_ACTIVITY 1_:
Answer these from the patent text on sample transport:
(a) What is the conduit customarily made of?
(b) Which patent discloses the apparatus that uses an immiscible carrier fluid?
(c) What substance can the immiscible liquid be?
_ACTIVITY 2_:
Please duplicate a passage from the patent text on sample transport: begin at the words "1. Field of" and stop after "through a conduit.".
_ACTIVITY 3_:
Pick up the patent text on sample transport after its last sentence and continue writing it.

_TEXT_:
1. Field of the Invention
The present invention relates to a system for introducing, segregating and transporting samples to be analyzed, such as industrial or biological samples, through a conduit.
2. Brief Description of the Prior Art
Automated apparatus for the analysis of liquid samples as a flowing stream was disclosed in U.S. Pat. Nos. 2,797,149 and 2,879,141, both assigned to the instant assignee. In this basic apparatus, the liquid samples are sequentially aspirated from containers located on a turntable arrangement and into a conduit, each sample being separated from the next successive sample by a segment of air. Customarily, the conduit is made of glass, rubber or polyvinylchloride. As the aqueous liquid samples wet the inner surface of the conduit, a residue or thin film of sample liquid adheres to the surface during passage along the conduit. This adhered liquid film is, in part, taken up by the next successive liquid segment, which is thereby contaminated. Various expedients have been successfully utilized to reduce this intersegment contamination.
U.S. Pat. No. 3,479,141, assigned to the instant assignee, discloses an automated analytical apparatus wherein a series of aqueous liquid samples are processed as a flowing stream with substantially no contamination between samples by the mixing of a portion of a prior sample with a succeeding sample (carryover). In such apparatus, a liquid, which is immiscible with the liquid samples and which preferentially wets the interior conduit wall, is referred to as a carrier fluid and is used to pass the successive samples along the conduit. The individual samples are encapsulated in the immiscible liquid and do not contact the conduit wall, whereby no sample residue adheres to the wall and contamination of a next liquid sample is avoided. The individual sample segments are surrounded by and flow in a stream of the immiscible liquid, which can be silicone. An air segment can be provided between sample segments and within the immiscible fluid to insure that successive sample segments do not coalesce.

_RECORDS_:

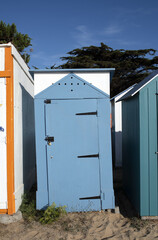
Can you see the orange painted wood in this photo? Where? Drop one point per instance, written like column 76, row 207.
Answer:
column 10, row 130
column 3, row 211
column 5, row 74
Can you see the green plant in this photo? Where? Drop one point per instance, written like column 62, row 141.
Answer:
column 29, row 212
column 52, row 213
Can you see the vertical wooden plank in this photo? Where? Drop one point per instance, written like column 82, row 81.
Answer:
column 144, row 152
column 131, row 149
column 105, row 154
column 153, row 149
column 10, row 130
column 42, row 183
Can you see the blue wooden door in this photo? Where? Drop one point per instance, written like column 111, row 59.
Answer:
column 73, row 154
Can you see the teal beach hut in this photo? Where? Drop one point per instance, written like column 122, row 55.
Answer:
column 140, row 145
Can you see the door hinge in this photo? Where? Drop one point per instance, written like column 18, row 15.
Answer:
column 47, row 101
column 87, row 113
column 89, row 156
column 49, row 139
column 88, row 198
column 102, row 196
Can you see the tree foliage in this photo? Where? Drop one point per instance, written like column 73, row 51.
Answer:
column 131, row 66
column 9, row 33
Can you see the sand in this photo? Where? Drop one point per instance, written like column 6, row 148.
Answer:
column 89, row 226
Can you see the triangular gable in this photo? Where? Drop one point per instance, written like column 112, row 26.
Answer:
column 140, row 85
column 71, row 87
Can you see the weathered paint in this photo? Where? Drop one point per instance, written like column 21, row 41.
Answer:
column 10, row 130
column 116, row 108
column 141, row 169
column 98, row 79
column 3, row 159
column 24, row 140
column 130, row 142
column 73, row 178
column 148, row 147
column 19, row 130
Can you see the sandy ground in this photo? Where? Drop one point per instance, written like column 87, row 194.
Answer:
column 90, row 226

_TASK RESPONSE 1_:
(a) Glass, rubber or polyvinylchloride.
(b) U.S. Pat. No. 3,479,141.
(c) Silicone.

_TASK RESPONSE 2_:
1. Field of the Invention
The present invention relates to a system for introducing, segregating and transporting samples to be analyzed, such as industrial or biological samples, through a conduit.

_TASK RESPONSE 3_:
U.S. Pat. No. 4,253,846 describes a system wherein discrete liquid sample segments are conveyed along a conduit in an immiscible liquid stream, as described in U.S. Pat. No. 3,479,141, above. As in U.S. Pat. No. 3,479,141, cited above, the immiscible fluid fully encapsulates each sample segment which is passed along the system. In such a system, reagents are injected, on a selected basis, into the successive liquid samples as they are passed along a portion of the conduit, so as to react with the same. U.S. Pat. No. 4,259,291, also assigned to the instant assignee, illustrates a mode of introducing sample to establish a stream of alternating gas and liquid segments to which diluent is later added.
Each of the above-described systems does involve the transport of liquid samples along a conduit. However, the overall or total conduit length of such systems is usually not greater than about 10 feet. Also, such systems are characterized in that the liquid samples to be analyzed have been previously collected, usually by technicians, from various sources or patients and brought to a single location for introduction into the continuous-flow system, e.g. an indexing turntable from which the samples are successively aspirated into the system. The gathering of such samples is not only costly and time-consuming, but, also, is a source of human error in respect of sample identification.
Accordingly, whether in a clinical or industrial environment, there is a need for a reliable and inexpensive technique for gathering and transporting samples from remote locations to a centrally located analytical station, without human intervention. Also, for monitoring purposes, as in the case of various industrial processes throughout a manufacturing establishment, it is advantageous to be able to periodically monitor one or more remote locations by having samples of an industrial material analyzed at a centrally located analytical station. Heretofore, it has been necessary to provide an analytical station at each such remote location. The present invention is directed to overcoming such requirements and provides a single, centralized analytical station which can service a plurality of remote stations.